How many lines in the records below contain the word "instance", where case matters? Tally them and reply with the number alone.

# # #

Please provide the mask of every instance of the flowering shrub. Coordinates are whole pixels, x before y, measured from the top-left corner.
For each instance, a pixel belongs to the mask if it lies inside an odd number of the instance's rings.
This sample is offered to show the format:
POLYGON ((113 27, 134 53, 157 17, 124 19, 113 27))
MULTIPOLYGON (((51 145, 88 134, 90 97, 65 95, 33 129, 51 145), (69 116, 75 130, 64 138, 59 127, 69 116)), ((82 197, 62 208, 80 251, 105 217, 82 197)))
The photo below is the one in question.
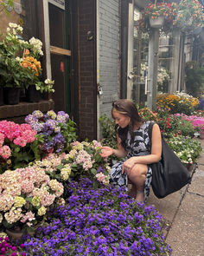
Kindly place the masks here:
MULTIPOLYGON (((148 66, 145 63, 141 63, 141 73, 140 73, 140 80, 144 82, 144 74, 147 75, 148 73, 148 66)), ((168 73, 167 69, 159 67, 157 73, 157 87, 159 91, 163 91, 163 83, 168 82, 170 79, 170 75, 168 73)))
POLYGON ((0 220, 6 228, 32 227, 64 192, 41 167, 27 167, 0 174, 0 220))
POLYGON ((67 184, 70 197, 52 209, 48 223, 24 241, 32 255, 170 255, 163 218, 150 206, 128 198, 124 188, 82 179, 67 184))
POLYGON ((63 165, 60 167, 62 170, 65 167, 71 169, 71 177, 75 180, 86 176, 94 181, 94 186, 98 185, 96 181, 108 184, 111 167, 99 154, 100 148, 101 144, 97 141, 74 141, 71 144, 71 150, 62 160, 63 165))
POLYGON ((10 256, 26 256, 26 253, 24 252, 18 252, 22 251, 22 249, 24 248, 24 245, 21 244, 19 246, 19 248, 17 248, 16 246, 13 246, 9 237, 7 236, 0 236, 0 253, 2 255, 10 255, 10 256))
POLYGON ((170 108, 170 114, 183 113, 190 115, 199 104, 198 99, 185 94, 160 94, 156 96, 156 107, 170 108))
POLYGON ((54 81, 41 81, 41 67, 38 59, 43 56, 42 43, 35 37, 20 39, 23 29, 16 23, 9 23, 7 33, 0 43, 0 85, 22 87, 35 85, 42 92, 54 92, 54 81))
POLYGON ((35 161, 30 163, 35 168, 43 169, 46 174, 49 175, 50 179, 56 179, 60 182, 68 180, 71 168, 67 165, 62 165, 61 161, 65 159, 66 154, 62 153, 60 155, 56 154, 49 154, 41 161, 35 161))
POLYGON ((0 121, 0 172, 15 169, 39 158, 36 131, 27 123, 0 121))
POLYGON ((178 3, 156 2, 149 3, 142 11, 139 28, 143 32, 150 32, 149 18, 156 19, 161 16, 164 16, 161 30, 166 33, 172 31, 174 27, 184 32, 192 32, 204 23, 203 6, 198 0, 183 0, 178 3))
MULTIPOLYGON (((115 121, 110 119, 105 114, 102 115, 99 118, 99 124, 103 138, 100 142, 103 146, 109 146, 112 148, 117 148, 117 137, 115 130, 115 121)), ((108 161, 116 160, 118 158, 115 154, 110 155, 108 161)))
POLYGON ((202 150, 201 142, 181 135, 170 138, 168 144, 183 164, 195 162, 202 150))
POLYGON ((76 140, 75 123, 68 114, 49 110, 43 114, 35 110, 25 118, 37 135, 43 139, 41 148, 44 153, 68 151, 70 143, 76 140))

# # #

- CORRECT OUTPUT
2